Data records
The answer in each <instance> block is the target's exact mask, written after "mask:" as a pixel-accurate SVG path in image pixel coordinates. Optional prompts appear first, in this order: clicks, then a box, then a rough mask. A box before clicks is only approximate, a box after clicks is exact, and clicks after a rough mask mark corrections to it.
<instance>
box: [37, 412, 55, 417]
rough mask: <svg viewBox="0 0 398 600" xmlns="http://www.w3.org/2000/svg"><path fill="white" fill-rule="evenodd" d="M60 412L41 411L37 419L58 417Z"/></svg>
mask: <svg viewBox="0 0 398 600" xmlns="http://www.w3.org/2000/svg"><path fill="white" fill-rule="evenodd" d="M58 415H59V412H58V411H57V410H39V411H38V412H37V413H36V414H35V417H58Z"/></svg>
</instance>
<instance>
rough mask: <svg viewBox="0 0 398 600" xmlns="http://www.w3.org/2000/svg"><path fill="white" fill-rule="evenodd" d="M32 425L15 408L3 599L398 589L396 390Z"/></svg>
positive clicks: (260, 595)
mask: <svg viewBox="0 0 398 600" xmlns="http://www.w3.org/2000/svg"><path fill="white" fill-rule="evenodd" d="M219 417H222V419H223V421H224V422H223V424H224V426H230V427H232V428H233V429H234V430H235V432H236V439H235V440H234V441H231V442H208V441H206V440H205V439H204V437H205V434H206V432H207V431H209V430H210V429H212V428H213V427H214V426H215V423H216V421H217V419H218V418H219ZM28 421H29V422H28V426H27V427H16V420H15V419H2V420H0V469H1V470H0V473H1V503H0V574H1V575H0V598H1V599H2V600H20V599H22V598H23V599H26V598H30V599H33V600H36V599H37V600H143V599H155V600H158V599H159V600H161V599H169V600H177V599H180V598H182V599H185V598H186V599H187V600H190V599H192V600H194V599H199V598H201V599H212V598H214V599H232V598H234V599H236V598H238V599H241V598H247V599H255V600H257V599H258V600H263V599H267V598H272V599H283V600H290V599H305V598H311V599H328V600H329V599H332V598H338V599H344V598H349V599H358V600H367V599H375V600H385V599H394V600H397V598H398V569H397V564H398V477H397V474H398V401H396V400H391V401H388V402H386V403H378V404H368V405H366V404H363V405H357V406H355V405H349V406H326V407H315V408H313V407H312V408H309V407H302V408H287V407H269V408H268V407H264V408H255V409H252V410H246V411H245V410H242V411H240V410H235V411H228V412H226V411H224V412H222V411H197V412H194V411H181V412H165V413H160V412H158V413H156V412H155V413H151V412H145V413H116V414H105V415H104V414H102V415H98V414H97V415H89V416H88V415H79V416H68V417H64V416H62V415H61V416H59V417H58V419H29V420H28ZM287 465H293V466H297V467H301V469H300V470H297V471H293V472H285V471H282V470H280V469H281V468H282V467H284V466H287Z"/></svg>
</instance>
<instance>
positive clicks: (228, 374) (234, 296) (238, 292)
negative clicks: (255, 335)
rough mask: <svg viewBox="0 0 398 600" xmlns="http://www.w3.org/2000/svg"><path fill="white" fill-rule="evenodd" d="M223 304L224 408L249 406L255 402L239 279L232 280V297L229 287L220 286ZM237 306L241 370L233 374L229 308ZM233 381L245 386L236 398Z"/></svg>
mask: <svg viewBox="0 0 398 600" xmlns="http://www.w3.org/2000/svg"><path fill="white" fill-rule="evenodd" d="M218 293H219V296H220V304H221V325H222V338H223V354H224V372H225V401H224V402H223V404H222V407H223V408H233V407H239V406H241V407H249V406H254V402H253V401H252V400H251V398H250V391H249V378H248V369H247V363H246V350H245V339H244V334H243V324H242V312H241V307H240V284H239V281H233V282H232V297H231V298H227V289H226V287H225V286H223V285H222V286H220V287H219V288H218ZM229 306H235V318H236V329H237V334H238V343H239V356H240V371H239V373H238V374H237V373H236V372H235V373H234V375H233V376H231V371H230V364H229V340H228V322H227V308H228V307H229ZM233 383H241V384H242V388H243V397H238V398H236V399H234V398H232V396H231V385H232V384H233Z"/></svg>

WHAT THE TASK REQUIRES: Exact copies of the lines from the start of the data up to the line holding "425L15 408L3 599L398", both included, are all that is needed.

OUTPUT OF THE EXERCISE:
The answer in each <instance> block is the target's exact mask, written after "mask:" as a pixel-accurate SVG path in image pixel coordinates. Optional prompts appear first, in this order: clicks, then a box, then a rough mask. A box before clicks is only approximate, a box after clicks is exact, and clicks after a rough mask mark corrections to it.
<instance>
box: [37, 412, 55, 417]
rough mask: <svg viewBox="0 0 398 600" xmlns="http://www.w3.org/2000/svg"><path fill="white" fill-rule="evenodd" d="M60 412L41 411L37 419L58 417Z"/></svg>
mask: <svg viewBox="0 0 398 600" xmlns="http://www.w3.org/2000/svg"><path fill="white" fill-rule="evenodd" d="M58 415H59V412H58V411H57V410H39V411H38V412H37V413H36V414H35V417H58Z"/></svg>
</instance>
<instance>
rough mask: <svg viewBox="0 0 398 600" xmlns="http://www.w3.org/2000/svg"><path fill="white" fill-rule="evenodd" d="M32 425L15 408L3 599L398 589L396 390Z"/></svg>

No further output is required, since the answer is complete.